• **Complete the following**:
**A)** From the passage on health care in the Ome era, reproduce the text between "This paradigm, in" and "medical schools today.", inclusive.
**B)** In the passage on health care in the Ome era, how much market value did Merck lose when it pulled Vioxx from the shelves?

• **Selected text**:
__________
As we move into the Ome era where the ignorance on which health insurance relies has been displaced, the current group model is not likely to survive. We will need to rethink the entire concept of financing health care in the future.

The Physician Paradigm
In 1906, following the proprietary drug scandals chronicled by Harpers Magazine, the development of the Division of Chemistry followed by the Bureau of Chemistry gave birth to the modern era of the Food and Drug Administration. With passage of the Federal Food and Drugs Act, physicians were entrusted with the sole franchise to diagnose and treat disease. Prior to this time, many health care practitioners, including pharmacists, filled this role.

This paradigm, in which the physician is at the apex of decision-making in health care, is about to disappear. Diagnosing and treating individual patients in the Ome era will require a much broader and better trained group of professionals. This team will include geneticists, statisticians, physical chemists, biochemists, physicists and specialty pharmacists to name only a few. In short, the Ome era will demand real bench-based scientists, not the clinical study stamp collecting that masquerades as scientific training in our medical schools today.

Pharmaceutical Manufacturing
The pharmaceutical industry is hopelessly wedded to the blockbuster-based business model. When Pfizer announced that it was halting clinical testing of its new cholesterol drug, torcetrapib, the company's market value fell by $21 billion overnight; 10,000 job cuts followed. The ongoing promise of nearly $3 billion in annual sales vanished when Merck pulled Vioxx (rofecoxib) from the shelves, and the company's market value fell by $25 billion. For decades, blockbuster drugs have nourished big pharma. That era is over.
__________
• **Information**:
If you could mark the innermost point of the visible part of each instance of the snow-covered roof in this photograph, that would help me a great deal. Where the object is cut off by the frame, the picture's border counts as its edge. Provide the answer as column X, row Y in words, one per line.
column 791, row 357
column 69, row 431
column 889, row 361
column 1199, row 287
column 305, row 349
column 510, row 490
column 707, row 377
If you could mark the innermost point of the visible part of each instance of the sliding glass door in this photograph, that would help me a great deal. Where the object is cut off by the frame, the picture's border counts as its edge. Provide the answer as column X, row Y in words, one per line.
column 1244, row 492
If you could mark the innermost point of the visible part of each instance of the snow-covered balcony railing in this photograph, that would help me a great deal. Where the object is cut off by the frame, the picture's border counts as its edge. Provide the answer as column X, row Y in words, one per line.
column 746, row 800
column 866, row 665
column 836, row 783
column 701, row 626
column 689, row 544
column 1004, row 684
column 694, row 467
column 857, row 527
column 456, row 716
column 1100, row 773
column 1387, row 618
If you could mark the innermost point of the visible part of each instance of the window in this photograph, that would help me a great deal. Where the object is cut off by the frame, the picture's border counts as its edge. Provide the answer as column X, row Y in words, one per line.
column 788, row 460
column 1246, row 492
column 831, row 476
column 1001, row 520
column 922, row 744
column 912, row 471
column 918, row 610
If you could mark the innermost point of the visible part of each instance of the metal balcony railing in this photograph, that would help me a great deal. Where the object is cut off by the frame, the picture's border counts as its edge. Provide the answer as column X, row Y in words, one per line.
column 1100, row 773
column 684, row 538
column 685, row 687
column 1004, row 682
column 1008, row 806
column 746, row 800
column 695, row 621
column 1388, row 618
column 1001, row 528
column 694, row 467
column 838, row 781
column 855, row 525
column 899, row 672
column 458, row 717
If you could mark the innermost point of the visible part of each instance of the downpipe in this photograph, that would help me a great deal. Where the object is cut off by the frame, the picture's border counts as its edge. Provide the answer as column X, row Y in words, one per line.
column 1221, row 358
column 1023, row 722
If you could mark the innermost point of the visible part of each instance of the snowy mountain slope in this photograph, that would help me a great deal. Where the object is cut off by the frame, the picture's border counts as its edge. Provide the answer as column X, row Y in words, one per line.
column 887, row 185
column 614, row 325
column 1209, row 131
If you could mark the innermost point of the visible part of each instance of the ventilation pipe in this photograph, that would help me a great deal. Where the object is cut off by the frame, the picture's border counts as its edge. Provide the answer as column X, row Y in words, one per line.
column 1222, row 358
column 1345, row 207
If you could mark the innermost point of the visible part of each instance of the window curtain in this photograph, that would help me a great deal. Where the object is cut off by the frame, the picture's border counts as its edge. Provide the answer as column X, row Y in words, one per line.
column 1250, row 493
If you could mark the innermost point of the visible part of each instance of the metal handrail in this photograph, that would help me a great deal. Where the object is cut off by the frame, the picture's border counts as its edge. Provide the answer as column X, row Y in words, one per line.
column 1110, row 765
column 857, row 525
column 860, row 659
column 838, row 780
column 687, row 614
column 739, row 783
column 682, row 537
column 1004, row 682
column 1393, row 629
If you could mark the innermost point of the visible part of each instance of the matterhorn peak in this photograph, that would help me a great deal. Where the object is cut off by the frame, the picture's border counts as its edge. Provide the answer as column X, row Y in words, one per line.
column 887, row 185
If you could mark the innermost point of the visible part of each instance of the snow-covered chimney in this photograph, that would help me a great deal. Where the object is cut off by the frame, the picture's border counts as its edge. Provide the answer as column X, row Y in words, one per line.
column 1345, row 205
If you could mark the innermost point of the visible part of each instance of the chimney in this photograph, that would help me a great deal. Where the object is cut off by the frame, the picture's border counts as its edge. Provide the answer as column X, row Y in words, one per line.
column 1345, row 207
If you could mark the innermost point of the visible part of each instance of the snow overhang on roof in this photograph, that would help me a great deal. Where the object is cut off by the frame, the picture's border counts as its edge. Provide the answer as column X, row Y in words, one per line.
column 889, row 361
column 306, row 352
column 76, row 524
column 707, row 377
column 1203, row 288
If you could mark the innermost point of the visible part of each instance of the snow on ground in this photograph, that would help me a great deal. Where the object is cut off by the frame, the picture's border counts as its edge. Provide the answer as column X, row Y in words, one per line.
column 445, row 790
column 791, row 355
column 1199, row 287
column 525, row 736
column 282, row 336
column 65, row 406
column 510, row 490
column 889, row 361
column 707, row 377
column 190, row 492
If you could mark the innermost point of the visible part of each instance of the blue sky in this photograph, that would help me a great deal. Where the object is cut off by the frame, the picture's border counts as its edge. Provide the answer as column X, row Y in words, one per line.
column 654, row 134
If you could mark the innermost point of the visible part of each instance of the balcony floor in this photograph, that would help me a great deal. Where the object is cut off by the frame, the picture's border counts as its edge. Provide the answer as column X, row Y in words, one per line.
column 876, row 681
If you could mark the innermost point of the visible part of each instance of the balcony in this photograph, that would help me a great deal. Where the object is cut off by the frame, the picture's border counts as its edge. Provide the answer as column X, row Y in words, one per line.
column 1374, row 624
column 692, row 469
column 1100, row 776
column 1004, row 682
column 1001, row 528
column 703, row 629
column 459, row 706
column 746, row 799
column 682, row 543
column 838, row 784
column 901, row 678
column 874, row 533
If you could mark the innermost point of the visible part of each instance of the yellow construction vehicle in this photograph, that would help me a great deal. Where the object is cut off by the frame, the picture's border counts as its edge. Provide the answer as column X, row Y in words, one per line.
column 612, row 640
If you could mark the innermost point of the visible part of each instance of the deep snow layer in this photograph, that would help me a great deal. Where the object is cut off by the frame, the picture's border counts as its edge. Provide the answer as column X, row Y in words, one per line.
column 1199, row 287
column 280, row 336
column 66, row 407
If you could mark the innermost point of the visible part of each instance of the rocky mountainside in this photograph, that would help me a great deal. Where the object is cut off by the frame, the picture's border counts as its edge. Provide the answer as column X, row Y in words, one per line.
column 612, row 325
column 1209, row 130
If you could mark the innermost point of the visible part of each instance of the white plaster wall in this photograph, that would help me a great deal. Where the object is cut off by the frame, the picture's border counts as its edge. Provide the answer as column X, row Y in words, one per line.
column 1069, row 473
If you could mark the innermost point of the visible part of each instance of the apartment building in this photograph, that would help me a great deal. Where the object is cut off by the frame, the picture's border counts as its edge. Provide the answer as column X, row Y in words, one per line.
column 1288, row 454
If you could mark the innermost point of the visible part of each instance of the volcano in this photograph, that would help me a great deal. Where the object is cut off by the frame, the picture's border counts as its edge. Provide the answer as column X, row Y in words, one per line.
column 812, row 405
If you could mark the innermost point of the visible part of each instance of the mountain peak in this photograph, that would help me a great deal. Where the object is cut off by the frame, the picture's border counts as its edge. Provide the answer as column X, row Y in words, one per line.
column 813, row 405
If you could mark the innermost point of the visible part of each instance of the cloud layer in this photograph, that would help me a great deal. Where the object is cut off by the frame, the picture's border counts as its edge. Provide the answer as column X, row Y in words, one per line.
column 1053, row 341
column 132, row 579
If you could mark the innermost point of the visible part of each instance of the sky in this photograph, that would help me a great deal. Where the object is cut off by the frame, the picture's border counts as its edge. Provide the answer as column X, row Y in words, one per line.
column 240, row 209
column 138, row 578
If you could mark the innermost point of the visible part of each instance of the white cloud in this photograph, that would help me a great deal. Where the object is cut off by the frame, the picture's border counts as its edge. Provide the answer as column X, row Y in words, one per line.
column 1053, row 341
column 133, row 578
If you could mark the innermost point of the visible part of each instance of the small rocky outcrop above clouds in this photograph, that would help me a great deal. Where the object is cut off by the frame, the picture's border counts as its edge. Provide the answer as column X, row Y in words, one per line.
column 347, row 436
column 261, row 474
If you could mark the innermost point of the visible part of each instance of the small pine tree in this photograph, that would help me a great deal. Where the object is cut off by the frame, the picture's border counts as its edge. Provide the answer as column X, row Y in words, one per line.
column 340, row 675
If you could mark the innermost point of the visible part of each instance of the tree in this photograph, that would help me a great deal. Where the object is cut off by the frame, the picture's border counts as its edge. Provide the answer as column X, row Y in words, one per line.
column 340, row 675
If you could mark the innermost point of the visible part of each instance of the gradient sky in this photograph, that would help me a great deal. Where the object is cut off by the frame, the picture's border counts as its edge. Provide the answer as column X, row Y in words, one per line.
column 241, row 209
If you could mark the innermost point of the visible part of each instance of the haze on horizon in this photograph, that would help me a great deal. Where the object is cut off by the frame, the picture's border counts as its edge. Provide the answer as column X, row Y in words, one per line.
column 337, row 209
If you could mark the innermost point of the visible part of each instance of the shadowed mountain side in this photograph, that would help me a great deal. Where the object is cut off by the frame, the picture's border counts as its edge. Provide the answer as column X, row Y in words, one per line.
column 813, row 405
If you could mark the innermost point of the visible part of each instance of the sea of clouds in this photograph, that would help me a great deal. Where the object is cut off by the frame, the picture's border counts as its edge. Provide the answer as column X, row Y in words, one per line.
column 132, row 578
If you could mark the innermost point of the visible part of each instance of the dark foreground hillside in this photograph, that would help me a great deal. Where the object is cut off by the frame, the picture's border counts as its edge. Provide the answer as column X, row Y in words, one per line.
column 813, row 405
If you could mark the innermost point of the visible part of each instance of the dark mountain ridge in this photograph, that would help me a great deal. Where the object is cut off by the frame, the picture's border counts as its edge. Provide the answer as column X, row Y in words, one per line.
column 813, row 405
__________
• **Task results**:
**A)**
This paradigm, in which the physician is at the apex of decision-making in health care, is about to disappear. Diagnosing and treating individual patients in the Ome era will require a much broader and better trained group of professionals. This team will include geneticists, statisticians, physical chemists, biochemists, physicists and specialty pharmacists to name only a few. In short, the Ome era will demand real bench-based scientists, not the clinical study stamp collecting that masquerades as scientific training in our medical schools today.

**B)** $25 billion.